- _SOURCE DATA_
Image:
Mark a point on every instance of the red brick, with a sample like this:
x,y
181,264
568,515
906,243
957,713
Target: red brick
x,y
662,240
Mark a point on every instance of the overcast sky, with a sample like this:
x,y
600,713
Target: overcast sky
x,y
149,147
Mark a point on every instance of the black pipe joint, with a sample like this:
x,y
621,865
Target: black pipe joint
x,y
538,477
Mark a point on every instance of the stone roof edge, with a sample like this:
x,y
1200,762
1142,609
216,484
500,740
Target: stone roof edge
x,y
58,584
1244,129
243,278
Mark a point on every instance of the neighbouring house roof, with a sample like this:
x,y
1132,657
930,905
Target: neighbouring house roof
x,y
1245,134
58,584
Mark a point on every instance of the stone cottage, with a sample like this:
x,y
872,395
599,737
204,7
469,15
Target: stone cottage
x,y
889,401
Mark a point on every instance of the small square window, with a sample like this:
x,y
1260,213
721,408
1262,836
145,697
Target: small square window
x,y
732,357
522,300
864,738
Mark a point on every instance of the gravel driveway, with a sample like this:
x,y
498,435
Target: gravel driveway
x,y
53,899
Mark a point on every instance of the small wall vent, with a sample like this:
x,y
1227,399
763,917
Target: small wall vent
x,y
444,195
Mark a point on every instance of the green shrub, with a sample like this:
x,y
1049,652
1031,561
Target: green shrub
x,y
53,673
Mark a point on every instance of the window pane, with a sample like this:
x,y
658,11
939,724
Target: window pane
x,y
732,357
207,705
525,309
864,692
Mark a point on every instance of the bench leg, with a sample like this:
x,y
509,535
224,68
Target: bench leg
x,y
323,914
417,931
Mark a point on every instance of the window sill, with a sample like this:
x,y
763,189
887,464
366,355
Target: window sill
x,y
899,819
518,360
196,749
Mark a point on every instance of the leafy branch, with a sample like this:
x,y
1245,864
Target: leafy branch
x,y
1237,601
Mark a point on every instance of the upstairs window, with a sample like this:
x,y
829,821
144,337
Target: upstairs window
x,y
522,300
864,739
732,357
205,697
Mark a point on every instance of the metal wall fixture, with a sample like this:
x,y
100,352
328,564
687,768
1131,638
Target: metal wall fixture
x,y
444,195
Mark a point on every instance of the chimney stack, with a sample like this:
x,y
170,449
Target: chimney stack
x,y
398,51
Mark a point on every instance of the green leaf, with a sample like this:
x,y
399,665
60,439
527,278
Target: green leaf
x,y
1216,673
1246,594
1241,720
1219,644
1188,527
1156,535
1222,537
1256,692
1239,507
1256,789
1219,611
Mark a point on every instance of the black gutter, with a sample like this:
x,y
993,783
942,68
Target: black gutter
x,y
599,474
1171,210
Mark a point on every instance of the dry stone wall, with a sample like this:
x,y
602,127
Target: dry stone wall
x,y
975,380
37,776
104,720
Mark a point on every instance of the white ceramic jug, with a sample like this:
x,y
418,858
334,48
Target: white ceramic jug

- _ABOUT THIS EXERCISE_
Copy every line in the listing above where the string "white" turns up.

- _SOLUTION BELOW_
Mark a point on every instance of the white ceramic jug, with a sample like this:
Target: white ceramic jug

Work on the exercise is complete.